TEXT SECTION →
[start]

Regarding this point, it has been discussed in the previous RFC:
https://inbox.dpdk.org/dev/47f907cf-3933-1de9-9c45-6734b912eccd@huawei.com/

According to the TX_OFFLOAD status of the current device, PMDs can determine
whether tx_prepare is currently needed. If it is not needed, set pkt_tx_prepare
to NULL, so that the actual tx_prepare processing will be skipped directly in
rte_eth_tx_prepare().

> 
>>  			num_tx_slave = rte_eth_tx_burst(slaves[i], bd_tx_q->queue_id,
>> -					slave_bufs[i], slave_nb_pkts[i]);
>> +					slave_bufs[i], nb_prep_pkts);
> 
> In fact it is a problem here and really big problems.
> Tx prepare may fail and return less packets. Tx prepare
> of some packet may always fail. If application tries to
> send packets in a loop until success, it will be a
> forever loop here. Since application calls Tx burst,
> it is 100% legal behaviour of the function to return 0
> if Tx ring is full. It is not an error indication.
> However, in the case of Tx prepare it is an error
> indication.
> 
> Should we change Tx burst description and enforce callers
> to check for rte_errno? It sounds like a major change...
> 

I agree that if the failure is caused by Tx ring full, it is a legal behaviour.

[end]

Collected data:
[start]

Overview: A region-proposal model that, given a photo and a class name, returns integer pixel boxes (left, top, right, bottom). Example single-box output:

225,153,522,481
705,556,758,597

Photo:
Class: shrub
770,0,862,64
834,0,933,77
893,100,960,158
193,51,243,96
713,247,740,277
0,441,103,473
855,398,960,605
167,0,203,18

[end]
[start]

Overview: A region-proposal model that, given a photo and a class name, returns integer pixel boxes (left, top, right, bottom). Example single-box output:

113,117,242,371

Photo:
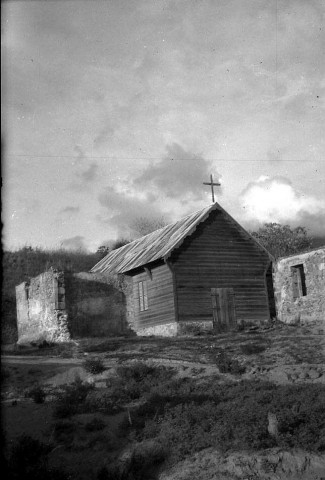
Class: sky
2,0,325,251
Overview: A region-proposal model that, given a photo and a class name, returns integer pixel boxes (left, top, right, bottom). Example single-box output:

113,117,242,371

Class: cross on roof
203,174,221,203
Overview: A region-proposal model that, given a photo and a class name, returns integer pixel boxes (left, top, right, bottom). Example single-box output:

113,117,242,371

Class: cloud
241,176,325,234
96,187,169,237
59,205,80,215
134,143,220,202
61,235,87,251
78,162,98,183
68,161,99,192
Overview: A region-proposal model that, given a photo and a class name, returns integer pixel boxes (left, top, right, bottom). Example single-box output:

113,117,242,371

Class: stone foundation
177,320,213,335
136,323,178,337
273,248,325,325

[end]

EXERCISE INSTRUCTIONS →
(1) In the Tx prepare discussion, why could an application that keeps sending packets until success get stuck in a forever loop? Answer in one to three sentences.
(2) Can you rewrite the paragraph of the Tx prepare discussion that begins "According to the TX_OFFLOAD status" as a short list that keeps its main facts?
(3) Could you extend the Tx prepare discussion from its final sentence, carrying on the reply in the same voice?

OUTPUTS BY TASK →
(1) Tx prepare may fail and return fewer packets, and for some packets it may always fail. An application that keeps trying to send those packets until success would therefore loop forever.

(2)
- PMDs can use the device's current TX_OFFLOAD status to decide whether tx_prepare is needed.
- If it is not needed, they set pkt_tx_prepare to NULL.
- rte_eth_tx_prepare() then skips the actual tx_prepare processing directly.

(3)
But what about the failure caused by other reasons? At present, it is possible
for some PMDs to fail during tx_burst due to other reasons. In this case,
repeated tries to send will also fail.

I'm not sure if all PMDs need to support the behavior of sending packets in a
loop until it succeeds. If not, I think the current problem can be reminded to
the user by adding a description to the bonding. If it is necessary, I think the
description of tx_burst should also add related instructions, so that the developers
of PMDs can better understand how tx_burst should be designed, such as putting all
hardware-related constraint checks into tx_prepare. And another prerequisite for
the above behavior is that the packets must be prepared (i.e. checked by
rte_eth_tx_prepare()). Otherwise, it may also fail to send. This means that we have
to use rte_eth_tx_prepare() in more scenarios.

What's Ferruh's opinion on this?

> [snip]
> 
> .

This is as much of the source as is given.